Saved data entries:
++++++

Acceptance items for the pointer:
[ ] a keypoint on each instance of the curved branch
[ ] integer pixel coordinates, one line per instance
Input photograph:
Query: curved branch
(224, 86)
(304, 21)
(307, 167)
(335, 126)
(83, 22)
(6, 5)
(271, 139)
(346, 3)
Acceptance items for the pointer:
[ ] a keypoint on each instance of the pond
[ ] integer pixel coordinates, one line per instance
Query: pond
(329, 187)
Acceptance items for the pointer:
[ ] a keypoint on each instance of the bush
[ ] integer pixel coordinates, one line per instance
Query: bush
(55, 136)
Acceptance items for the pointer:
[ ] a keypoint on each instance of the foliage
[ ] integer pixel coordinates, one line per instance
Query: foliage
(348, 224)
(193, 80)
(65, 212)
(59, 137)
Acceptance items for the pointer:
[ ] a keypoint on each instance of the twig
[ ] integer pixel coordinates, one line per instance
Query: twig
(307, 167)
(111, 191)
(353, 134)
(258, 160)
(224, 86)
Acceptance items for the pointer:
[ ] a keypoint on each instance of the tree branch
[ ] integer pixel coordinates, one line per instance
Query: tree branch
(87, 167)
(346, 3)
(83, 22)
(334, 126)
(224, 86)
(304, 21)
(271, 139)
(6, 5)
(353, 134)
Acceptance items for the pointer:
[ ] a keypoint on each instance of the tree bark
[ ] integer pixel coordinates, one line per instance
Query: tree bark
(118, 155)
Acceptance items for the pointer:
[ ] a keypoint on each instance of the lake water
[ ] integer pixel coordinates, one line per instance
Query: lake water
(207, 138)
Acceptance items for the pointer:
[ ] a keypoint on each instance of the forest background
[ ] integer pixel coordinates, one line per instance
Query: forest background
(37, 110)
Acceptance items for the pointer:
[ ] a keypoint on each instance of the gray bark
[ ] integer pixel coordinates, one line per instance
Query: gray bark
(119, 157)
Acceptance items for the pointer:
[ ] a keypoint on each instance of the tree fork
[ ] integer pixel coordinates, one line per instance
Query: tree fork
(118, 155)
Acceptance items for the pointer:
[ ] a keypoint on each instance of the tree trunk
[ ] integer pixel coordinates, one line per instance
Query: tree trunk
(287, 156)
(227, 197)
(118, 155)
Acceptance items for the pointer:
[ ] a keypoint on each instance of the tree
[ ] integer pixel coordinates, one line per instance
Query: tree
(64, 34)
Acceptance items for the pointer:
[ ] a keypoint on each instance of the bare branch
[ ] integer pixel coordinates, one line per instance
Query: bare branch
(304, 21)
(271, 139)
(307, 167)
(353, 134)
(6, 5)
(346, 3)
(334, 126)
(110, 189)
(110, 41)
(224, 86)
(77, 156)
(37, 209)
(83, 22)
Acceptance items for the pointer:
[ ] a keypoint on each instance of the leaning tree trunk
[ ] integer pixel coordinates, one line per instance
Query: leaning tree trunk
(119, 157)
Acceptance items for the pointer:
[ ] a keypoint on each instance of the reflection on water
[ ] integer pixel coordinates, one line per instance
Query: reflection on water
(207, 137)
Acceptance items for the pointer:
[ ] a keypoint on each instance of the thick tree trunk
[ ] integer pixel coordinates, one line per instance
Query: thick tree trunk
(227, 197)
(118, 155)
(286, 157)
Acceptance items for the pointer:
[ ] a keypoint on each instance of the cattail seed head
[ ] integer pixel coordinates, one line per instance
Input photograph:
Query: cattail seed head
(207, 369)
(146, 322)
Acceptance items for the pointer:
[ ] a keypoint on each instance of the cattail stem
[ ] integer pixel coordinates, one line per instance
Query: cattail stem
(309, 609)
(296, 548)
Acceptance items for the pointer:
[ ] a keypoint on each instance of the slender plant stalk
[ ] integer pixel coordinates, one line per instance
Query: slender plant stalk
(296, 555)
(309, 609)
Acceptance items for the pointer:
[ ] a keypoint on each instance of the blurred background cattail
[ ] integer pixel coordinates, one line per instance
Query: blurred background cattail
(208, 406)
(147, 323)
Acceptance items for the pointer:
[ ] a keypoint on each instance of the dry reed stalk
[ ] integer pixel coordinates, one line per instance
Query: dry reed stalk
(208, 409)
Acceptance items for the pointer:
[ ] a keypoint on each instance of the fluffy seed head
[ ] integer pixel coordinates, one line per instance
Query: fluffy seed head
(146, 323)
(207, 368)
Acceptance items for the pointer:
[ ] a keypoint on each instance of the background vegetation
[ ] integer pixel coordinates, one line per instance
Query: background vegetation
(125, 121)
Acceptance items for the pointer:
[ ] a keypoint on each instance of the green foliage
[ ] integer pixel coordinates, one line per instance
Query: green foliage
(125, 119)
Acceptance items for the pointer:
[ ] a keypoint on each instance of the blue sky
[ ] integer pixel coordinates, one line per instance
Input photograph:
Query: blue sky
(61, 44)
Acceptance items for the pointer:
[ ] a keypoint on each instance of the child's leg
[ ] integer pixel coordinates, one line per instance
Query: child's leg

++++++

Task description:
Check the lines above for the word "child" and give the number of lines where it appears, with no other text.

Solution for this task:
2